*Study material*.
++++++

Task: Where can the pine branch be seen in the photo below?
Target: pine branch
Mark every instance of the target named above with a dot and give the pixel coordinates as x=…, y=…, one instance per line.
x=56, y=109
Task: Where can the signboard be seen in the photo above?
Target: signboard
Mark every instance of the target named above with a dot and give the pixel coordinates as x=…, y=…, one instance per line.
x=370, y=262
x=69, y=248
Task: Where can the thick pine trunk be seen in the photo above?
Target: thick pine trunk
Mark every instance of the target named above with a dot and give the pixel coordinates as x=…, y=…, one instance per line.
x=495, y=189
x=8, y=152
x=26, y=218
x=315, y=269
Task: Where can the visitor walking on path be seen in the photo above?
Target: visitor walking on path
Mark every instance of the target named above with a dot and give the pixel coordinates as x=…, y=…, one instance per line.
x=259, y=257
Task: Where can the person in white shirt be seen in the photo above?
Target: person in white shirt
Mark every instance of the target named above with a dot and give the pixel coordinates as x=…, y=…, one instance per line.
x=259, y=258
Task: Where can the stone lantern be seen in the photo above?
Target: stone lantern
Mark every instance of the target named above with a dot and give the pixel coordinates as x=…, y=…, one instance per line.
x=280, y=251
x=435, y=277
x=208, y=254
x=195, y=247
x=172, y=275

++++++

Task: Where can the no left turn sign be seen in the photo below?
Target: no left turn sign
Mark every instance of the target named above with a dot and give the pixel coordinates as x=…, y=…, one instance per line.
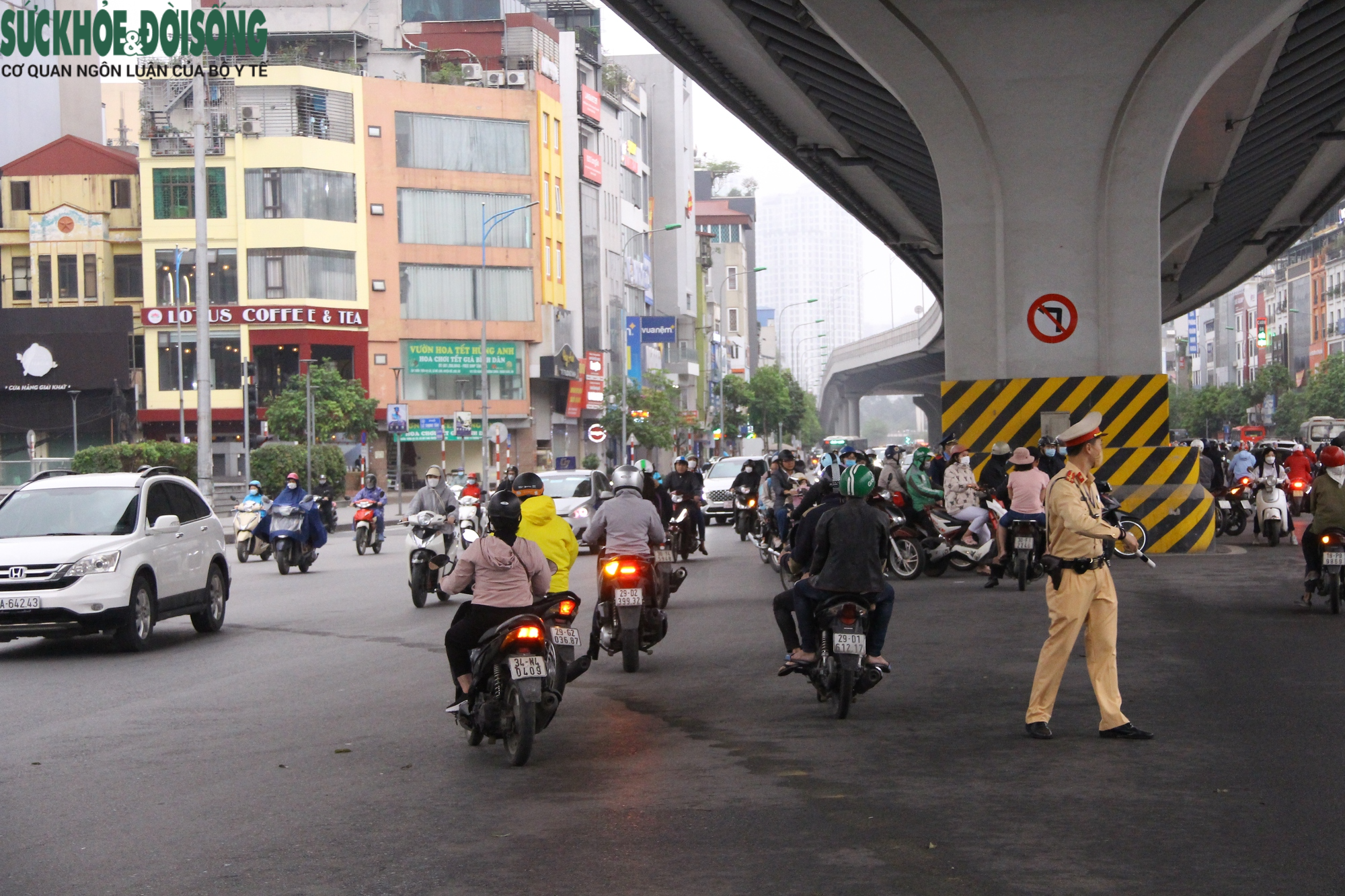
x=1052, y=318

++++++

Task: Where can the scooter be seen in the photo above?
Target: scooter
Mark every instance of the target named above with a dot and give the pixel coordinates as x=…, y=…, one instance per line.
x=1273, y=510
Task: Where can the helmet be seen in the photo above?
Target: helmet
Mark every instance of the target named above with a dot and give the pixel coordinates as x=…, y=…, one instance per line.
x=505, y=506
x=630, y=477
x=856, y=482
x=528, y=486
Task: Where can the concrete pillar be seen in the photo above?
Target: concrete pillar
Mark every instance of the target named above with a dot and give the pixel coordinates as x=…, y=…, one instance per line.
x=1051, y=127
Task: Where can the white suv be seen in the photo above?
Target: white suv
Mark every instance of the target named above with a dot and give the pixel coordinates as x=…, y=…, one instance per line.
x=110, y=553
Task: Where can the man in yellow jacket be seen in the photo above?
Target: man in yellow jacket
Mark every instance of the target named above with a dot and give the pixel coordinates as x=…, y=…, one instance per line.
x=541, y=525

++++++

*Prompt*.
Every line above with the string "signboard" in it needs to be copied.

*Result below*.
Task: Where can the signboard be seen in the photo above?
Target: signboard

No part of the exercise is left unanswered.